__INSTRUCTIONS TO FOLLOW__. Whenever a line of the listing contains the string "below", return that line.

__DATA RECORDS__.
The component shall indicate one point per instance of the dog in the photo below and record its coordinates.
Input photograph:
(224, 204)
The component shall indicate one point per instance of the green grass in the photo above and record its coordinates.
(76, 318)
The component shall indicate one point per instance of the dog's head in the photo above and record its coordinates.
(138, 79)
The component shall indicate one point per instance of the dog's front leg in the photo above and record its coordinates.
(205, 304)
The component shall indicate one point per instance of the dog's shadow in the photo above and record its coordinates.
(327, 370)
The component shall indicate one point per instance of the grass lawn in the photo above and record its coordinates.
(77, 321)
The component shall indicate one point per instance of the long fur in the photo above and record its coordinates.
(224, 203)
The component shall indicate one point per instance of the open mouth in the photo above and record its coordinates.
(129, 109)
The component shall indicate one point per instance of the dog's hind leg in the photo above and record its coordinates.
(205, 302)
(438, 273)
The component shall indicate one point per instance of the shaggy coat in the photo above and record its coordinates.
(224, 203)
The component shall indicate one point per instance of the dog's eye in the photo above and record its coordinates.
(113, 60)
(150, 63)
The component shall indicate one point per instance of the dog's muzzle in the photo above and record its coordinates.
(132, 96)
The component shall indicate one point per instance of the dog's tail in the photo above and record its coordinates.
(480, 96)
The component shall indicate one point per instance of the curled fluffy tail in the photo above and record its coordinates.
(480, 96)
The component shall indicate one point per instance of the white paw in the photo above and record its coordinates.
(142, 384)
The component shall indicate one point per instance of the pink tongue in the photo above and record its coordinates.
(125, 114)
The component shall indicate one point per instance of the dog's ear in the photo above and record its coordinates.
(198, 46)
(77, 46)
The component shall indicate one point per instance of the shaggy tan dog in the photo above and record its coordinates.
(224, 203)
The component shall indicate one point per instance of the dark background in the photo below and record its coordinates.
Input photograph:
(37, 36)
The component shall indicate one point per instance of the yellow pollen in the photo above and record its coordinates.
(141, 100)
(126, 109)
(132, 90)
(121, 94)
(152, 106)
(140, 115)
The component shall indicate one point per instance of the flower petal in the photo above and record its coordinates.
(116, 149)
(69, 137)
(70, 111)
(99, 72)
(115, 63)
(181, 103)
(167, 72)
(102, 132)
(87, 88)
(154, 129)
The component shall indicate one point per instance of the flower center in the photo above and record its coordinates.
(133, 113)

__RESPONSE BOX__.
The component shall indicate one point per instance of the dog in the photo below and record its coordinates.
The component shall indicate one point per instance of the dark background in the photo below and record its coordinates.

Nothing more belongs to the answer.